» **Reading passage**
━━━━━━━━━━━━━━━━━━━━━━━━━━━━━━
— This matter has been brought before the court as a petition to mark judgment satisfied and for liquidated damages. Testimony in the form of admissions and exhibits was presented along with arguments of counsel in a hearing before the undersigned on April 26, 1982. It is upon consideration of this evidence and the record of the sheriffs sale of the property involved that we base our decision to grant the petition and award the requested damages.
A brief summary of the convoluted factual background to this litigation is necessary, if only to explain how petitioners’ names came to occupy the lower position in the caption. Originally, this action was brought as a mortgage foreclosure. At a sheriffs sale held on January 14, 1977, respondent First National Consumer Discount Company purchased one of the two parcels encumbered by the foreclosed mortgage. In September, 1978, 20 months after the sheriffs sale, petitioners made a written demand that respondent cause the subject to be marked satisfied. Although respondent at that time indicated a willingness to comply with this request, it was not done. Subsequent inquiries likewise failed to bring about the desired result. Thus, the instant petition was filed.
━━━━━━━━━━━━━━━━━━━━━━━━━━━━━━
» **What is expected**
Extend the court opinion on the petition to mark the judgment satisfied, starting right after its final sentence.

» **Extracted information**
━━━━━━━━━━━━━━━━━━━━━━━━━━━━━━
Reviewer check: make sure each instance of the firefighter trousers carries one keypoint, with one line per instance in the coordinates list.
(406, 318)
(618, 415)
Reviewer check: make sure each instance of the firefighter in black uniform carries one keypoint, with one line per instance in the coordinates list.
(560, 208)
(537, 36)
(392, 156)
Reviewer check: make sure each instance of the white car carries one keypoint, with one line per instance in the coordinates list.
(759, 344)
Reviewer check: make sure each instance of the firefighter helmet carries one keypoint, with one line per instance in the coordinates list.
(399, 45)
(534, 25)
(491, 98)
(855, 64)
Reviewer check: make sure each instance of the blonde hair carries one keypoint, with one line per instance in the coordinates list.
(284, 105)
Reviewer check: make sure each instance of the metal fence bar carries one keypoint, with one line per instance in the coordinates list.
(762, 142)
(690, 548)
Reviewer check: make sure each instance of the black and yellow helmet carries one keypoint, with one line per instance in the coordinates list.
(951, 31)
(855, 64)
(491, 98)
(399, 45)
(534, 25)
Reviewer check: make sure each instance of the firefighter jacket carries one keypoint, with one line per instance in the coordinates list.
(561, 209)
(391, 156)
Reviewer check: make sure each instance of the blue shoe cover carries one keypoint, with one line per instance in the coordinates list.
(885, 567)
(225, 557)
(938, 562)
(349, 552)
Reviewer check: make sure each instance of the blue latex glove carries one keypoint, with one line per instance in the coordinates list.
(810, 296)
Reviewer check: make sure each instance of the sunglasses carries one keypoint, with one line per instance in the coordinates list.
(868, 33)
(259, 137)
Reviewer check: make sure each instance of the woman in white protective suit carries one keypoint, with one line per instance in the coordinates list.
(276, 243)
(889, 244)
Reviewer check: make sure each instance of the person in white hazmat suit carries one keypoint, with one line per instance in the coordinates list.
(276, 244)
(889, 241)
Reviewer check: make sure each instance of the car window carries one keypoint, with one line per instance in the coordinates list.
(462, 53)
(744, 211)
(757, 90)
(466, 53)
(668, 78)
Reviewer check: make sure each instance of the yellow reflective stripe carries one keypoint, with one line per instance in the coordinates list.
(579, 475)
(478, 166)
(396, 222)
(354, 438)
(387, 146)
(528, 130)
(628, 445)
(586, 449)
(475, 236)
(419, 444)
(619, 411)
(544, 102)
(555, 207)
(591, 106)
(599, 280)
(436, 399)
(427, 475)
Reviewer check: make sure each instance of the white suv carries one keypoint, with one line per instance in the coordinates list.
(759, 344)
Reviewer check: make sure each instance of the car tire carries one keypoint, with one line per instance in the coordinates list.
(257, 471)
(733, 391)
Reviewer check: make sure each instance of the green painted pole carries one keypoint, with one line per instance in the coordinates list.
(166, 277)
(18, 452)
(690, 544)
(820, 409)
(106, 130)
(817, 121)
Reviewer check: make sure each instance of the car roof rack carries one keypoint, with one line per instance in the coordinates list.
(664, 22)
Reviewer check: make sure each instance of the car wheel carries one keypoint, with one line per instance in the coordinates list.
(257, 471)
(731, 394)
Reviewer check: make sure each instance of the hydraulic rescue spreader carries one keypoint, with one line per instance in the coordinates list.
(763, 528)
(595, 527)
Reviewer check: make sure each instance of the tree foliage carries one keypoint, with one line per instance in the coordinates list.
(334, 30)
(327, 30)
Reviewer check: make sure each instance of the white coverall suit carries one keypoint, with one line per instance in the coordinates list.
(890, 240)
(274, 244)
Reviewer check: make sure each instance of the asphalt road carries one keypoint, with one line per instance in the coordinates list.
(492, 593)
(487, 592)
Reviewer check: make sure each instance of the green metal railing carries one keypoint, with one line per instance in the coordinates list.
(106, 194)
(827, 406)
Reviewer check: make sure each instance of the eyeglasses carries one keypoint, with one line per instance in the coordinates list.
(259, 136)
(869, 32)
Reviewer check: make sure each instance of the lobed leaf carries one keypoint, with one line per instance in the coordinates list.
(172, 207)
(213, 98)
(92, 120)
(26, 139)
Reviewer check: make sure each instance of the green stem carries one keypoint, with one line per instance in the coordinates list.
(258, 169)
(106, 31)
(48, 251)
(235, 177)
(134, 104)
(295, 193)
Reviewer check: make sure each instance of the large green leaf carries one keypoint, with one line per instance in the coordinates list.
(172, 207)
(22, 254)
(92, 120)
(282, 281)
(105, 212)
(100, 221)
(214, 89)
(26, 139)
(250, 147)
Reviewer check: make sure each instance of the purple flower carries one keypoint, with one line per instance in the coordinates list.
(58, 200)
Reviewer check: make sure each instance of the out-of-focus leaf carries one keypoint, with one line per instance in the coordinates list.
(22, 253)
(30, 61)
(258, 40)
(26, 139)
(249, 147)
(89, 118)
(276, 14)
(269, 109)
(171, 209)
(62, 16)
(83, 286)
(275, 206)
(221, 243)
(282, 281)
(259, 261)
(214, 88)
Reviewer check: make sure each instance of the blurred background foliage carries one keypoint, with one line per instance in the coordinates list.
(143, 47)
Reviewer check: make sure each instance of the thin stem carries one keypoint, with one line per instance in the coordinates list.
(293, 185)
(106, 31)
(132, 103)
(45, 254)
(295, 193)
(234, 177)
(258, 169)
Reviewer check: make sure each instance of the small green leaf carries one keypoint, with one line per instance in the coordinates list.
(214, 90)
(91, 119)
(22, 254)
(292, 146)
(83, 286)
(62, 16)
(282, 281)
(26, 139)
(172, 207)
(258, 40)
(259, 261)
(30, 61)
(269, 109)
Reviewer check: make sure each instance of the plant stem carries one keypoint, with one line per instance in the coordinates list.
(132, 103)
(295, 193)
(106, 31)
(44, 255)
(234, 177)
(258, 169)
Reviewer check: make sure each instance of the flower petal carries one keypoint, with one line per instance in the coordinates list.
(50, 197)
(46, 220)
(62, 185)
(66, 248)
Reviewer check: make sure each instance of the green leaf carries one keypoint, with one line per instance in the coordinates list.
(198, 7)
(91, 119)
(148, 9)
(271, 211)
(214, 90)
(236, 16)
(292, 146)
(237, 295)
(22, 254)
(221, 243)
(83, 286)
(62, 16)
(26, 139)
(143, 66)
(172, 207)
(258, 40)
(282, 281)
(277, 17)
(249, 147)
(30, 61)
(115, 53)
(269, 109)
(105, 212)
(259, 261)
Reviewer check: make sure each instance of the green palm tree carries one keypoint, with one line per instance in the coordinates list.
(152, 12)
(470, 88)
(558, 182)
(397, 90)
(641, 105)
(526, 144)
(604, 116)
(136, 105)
━━━━━━━━━━━━━━━━━━━━━━━━━━━━━━
» **Exercise answer**
Upon our review of the relevent testimony, we enter the following:
FINDINGS OF FACT
1. Petitioners are Clyde R. Fetherman and Veronica L. Fetherman.
2. Respondent is First National Consumer Discount Company.
*113. On or about July 22, 1974, petitioners executed and delivered to respondent a mortgage recorded at Page 1169 of Mortgage Book 1948.
4. Two separate parcels of land were encumbered by this mortgage.
5. On October 25, 1975, respondent filed a Complaint in Mortgage Foreclosure against Petitioners.
6. Judgment in Foreclosure was entered in favor of respondent in the sum of $27,600 on December 3, 1976.
7. On January 14, 1977, sheriffs sale was held on one of the two parcels encumbered by the mortgage.
8. Respondent purchased the property at sheriffs sale for the sum of $28,500.
9. Exceptions to sheriffs distribution were filed on behalf of two creditors.
10. The proceeds of the sale were deposited in a passbook account held by the sheriff pending resolution of the exceptions.
11. Exceptions to sheriffs distribution were denied on August 4, 1978 and the sum of $28,404.16, representing $26,912.24 principal and $1,491.92 interest, was disbursed to respondent on or about August 21, 1978.
12. Petitioners sent to respondent’s .counsel of record a demand for satisfaction of the judgment of record by letter dated September 19, 1978.
13. Respondent’s counsel of record sent to petitioners by letter dated September 25, 1978, a copy of an order to mark judgment satisfied and represented that the original was being filed with the court.
14. After discovering that the judgment had not been marked satisfied, petitioners made several further demands upon respondent to have the judgment marked satisfied.
*1215. Respondent has at no time either filed proceedings for a deficiency judgment or caused the judgment to be marked satisfied.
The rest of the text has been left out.